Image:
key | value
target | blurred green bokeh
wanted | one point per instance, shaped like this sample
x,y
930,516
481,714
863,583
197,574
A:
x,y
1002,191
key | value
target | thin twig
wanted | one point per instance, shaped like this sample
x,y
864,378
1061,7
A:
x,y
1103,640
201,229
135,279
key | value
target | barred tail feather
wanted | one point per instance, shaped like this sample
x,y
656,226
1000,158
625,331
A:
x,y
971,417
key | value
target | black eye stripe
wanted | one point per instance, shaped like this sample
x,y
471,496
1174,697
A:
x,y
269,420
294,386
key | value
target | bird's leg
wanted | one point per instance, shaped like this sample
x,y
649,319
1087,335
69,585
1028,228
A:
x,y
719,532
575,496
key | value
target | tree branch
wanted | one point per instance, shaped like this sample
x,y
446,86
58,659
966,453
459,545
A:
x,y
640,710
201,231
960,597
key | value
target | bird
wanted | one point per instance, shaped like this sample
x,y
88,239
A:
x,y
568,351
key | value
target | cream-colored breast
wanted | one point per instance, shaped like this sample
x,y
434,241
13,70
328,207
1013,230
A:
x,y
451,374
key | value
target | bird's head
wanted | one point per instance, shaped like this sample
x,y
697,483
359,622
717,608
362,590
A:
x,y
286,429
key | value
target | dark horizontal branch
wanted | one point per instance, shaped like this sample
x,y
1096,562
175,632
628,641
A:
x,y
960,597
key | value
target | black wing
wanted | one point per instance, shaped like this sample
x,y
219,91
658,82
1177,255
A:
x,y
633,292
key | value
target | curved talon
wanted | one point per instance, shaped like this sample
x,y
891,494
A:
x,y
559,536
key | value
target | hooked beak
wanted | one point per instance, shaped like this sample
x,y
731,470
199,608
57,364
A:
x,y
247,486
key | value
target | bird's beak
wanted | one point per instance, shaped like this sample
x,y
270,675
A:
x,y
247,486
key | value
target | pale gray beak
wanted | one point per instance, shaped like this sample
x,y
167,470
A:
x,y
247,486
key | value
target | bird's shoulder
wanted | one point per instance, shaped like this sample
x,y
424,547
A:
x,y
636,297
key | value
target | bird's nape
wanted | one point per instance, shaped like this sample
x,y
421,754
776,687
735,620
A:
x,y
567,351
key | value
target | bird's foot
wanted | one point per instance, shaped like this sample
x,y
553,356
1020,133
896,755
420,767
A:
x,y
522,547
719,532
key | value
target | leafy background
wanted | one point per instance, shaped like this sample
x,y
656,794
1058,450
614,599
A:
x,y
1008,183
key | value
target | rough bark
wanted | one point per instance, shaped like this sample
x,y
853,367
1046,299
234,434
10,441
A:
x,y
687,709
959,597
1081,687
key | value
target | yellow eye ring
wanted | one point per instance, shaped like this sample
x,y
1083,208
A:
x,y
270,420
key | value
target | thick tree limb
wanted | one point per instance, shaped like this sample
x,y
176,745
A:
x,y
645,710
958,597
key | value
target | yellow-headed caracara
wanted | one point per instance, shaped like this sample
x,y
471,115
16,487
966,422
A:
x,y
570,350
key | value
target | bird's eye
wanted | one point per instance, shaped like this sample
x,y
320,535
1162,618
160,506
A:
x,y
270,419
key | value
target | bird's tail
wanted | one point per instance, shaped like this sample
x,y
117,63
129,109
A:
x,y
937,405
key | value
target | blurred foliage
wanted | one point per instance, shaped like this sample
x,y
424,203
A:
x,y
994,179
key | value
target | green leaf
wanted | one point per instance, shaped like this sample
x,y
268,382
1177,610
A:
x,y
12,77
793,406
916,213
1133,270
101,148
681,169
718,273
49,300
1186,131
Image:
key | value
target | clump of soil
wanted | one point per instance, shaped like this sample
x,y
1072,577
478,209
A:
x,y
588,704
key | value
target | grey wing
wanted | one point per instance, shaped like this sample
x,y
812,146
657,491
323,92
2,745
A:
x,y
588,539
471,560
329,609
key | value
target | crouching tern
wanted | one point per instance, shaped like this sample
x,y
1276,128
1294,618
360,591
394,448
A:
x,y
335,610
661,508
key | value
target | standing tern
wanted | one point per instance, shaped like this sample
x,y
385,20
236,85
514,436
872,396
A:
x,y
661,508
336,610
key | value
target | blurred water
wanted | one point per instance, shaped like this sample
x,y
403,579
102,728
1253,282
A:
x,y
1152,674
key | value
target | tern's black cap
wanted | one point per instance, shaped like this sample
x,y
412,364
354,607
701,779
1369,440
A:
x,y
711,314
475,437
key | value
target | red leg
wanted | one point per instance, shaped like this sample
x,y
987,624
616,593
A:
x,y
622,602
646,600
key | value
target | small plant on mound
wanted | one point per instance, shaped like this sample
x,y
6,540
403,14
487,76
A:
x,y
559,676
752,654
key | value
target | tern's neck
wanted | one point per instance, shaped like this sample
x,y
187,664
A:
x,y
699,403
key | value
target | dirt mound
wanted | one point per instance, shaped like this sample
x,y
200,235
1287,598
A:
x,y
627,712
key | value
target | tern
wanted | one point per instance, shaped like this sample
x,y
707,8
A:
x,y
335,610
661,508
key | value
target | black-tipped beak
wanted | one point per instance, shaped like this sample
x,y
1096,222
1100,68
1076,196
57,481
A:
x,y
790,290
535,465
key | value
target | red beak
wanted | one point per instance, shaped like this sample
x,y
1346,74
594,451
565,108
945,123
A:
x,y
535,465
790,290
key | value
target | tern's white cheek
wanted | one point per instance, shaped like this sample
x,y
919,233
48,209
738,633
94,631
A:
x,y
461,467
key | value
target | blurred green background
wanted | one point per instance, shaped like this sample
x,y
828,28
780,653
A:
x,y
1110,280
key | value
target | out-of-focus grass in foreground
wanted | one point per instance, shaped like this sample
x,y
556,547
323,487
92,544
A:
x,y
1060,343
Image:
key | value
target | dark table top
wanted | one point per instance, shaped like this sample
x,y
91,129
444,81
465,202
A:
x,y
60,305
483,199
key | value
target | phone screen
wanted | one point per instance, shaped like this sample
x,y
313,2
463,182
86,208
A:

--

__To be done__:
Quote every entry exactly.

__The result__:
Image:
key | value
target | blurred green bokeh
wanted | one point per instance, shaped like this sample
x,y
930,516
481,714
863,583
197,574
A:
x,y
1002,191
key | value
target | thin twig
wanted | one point per instance, shaped like this sample
x,y
864,378
1061,7
A:
x,y
1103,640
201,229
135,279
key | value
target | barred tail feather
wanted | one point per instance, shaped like this sample
x,y
656,226
1000,158
625,331
A:
x,y
971,417
key | value
target | black eye stripe
wanted | one point per instance, shaped like this sample
x,y
471,496
1174,697
A:
x,y
269,420
294,386
key | value
target | bird's leg
wanted | one point per instance, shaped like this sample
x,y
649,319
1087,335
69,585
1028,228
A:
x,y
719,532
575,496
key | value
target | tree branch
wanted | one point per instance, shaped like this sample
x,y
446,86
58,659
966,453
459,545
A:
x,y
640,710
201,231
960,597
key | value
target | bird
wanted | one point per instance, shaped like this sample
x,y
88,239
A:
x,y
568,351
key | value
target | cream-colored breast
wanted | one point per instance, shaped like this sample
x,y
434,241
13,70
328,207
1013,230
A:
x,y
451,374
key | value
target | bird's head
wanted | one point per instance, shaped like this sample
x,y
697,483
359,622
717,608
362,590
A:
x,y
286,429
key | value
target | dark horizontal branch
wanted | one point per instance, shaped like this sample
x,y
1096,562
175,632
628,641
A:
x,y
960,597
key | value
target | black wing
wanted | one point per instance, shaped like this sample
x,y
219,91
658,82
1177,255
A:
x,y
633,292
key | value
target | curved talon
wanted | one point per instance, shaped like this sample
x,y
891,494
A:
x,y
559,536
key | value
target | hooked beak
wanted | one point per instance, shaped like this sample
x,y
731,470
199,608
57,364
A:
x,y
247,486
key | value
target | bird's beak
wanted | one point per instance, shaped like this sample
x,y
270,675
A:
x,y
247,486
key | value
target | pale gray beak
wanted | one point per instance, shaped like this sample
x,y
167,470
A:
x,y
247,486
key | value
target | bird's shoulder
wanted | one point per instance, shaped like this sample
x,y
424,547
A:
x,y
636,297
key | value
target | bird's nape
wanted | one point per instance, shaped like this sample
x,y
421,754
776,687
735,620
A:
x,y
567,351
key | value
target | bird's foot
wanted | one point per instance, shaped like this sample
x,y
553,356
1020,133
896,755
420,767
A:
x,y
522,547
719,532
key | value
target | leafy background
wanted | one point per instance, shaped like this sample
x,y
656,794
1058,450
614,599
A:
x,y
1008,183
key | value
target | rough bark
wanted | one point per instance, shaped like this sample
x,y
853,367
1046,299
234,434
10,441
A:
x,y
687,709
959,597
1081,687
key | value
target | yellow eye ring
wanted | one point per instance, shaped like this sample
x,y
1083,208
A:
x,y
270,420
key | value
target | thick tree limb
wanted | one point per instance, shaped like this sample
x,y
176,745
A:
x,y
645,710
958,597
key | value
target | yellow-headed caracara
wanted | one point per instance, shaped like this sample
x,y
471,115
16,487
966,422
A:
x,y
570,350
key | value
target | bird's eye
wanted | one point per instance, shaped like this sample
x,y
320,535
1162,618
160,506
A:
x,y
270,419
key | value
target | bird's tail
wanted | one point per instance, shaped like this sample
x,y
117,63
129,109
A:
x,y
937,405
key | value
target | blurred foliage
wanted | one point per instance, shaped like this sample
x,y
424,203
A:
x,y
994,179
key | value
target | green leaf
wanted | one point per instance, shaped like this sample
x,y
268,382
1177,610
A:
x,y
12,77
793,406
916,213
1133,270
101,148
681,169
718,273
49,300
1186,131
Image:
key | value
target | clump of soil
wanted | one point per instance, shaped like this sample
x,y
1072,577
478,209
A:
x,y
588,704
key | value
target | grey wing
wanted | one point per instance, shaped like this sample
x,y
812,146
657,491
323,92
2,745
A:
x,y
588,539
471,560
329,609
key | value
target | crouching tern
wanted | one point per instance, shaped like this sample
x,y
1276,128
1294,618
360,591
394,448
A:
x,y
335,610
661,508
key | value
target | standing tern
wanted | one point per instance, shaped like this sample
x,y
385,20
236,85
514,436
872,396
A:
x,y
661,508
336,610
key | value
target | blurred water
wanted | one point per instance, shaped like this sample
x,y
403,579
102,728
1253,282
A:
x,y
1152,674
key | value
target | tern's black cap
wanted | one point per instance, shaped like this sample
x,y
412,364
354,607
701,779
1369,440
A:
x,y
711,314
475,437
key | value
target | red leg
wanted | one point per instance, shaped like this sample
x,y
987,624
616,593
A:
x,y
622,602
646,600
key | value
target | small plant on mound
wanted | one point per instance, shaped like this sample
x,y
6,540
403,14
487,76
A:
x,y
559,676
752,654
key | value
target | tern's neck
wanted | one point per instance, shaped like this sample
x,y
187,664
A:
x,y
699,403
key | value
target | dirt mound
wanted | one point per instance, shaped like this sample
x,y
200,235
1287,598
A:
x,y
627,712
key | value
target | tern
wanted | one point per instance, shaped like this sample
x,y
707,8
A:
x,y
335,610
661,508
key | value
target | black-tipped beak
wanted | one point per instance, shaped like this sample
x,y
1096,222
1100,68
1076,196
57,481
A:
x,y
790,290
535,465
key | value
target | red beak
wanted | one point per instance, shaped like this sample
x,y
1346,74
594,451
565,108
945,123
A:
x,y
535,465
790,290
key | value
target | tern's white cheek
wanted | one point per instance, shaped like this sample
x,y
919,233
48,209
738,633
94,631
A:
x,y
461,467
key | value
target | blurred green background
wanted | one point per instance, shaped like this sample
x,y
828,28
780,653
A:
x,y
1110,280
key | value
target | out-of-focus grass in foreground
wanted | one point per instance, shaped like this sample
x,y
556,547
323,487
92,544
A:
x,y
1060,343
Image:
key | value
target | dark table top
wanted | one point per instance, shaped like this sample
x,y
91,129
444,81
465,202
A:
x,y
60,305
483,199
key | value
target | phone screen
wanted | one point per instance, shaped like this sample
x,y
313,2
463,182
86,208
A:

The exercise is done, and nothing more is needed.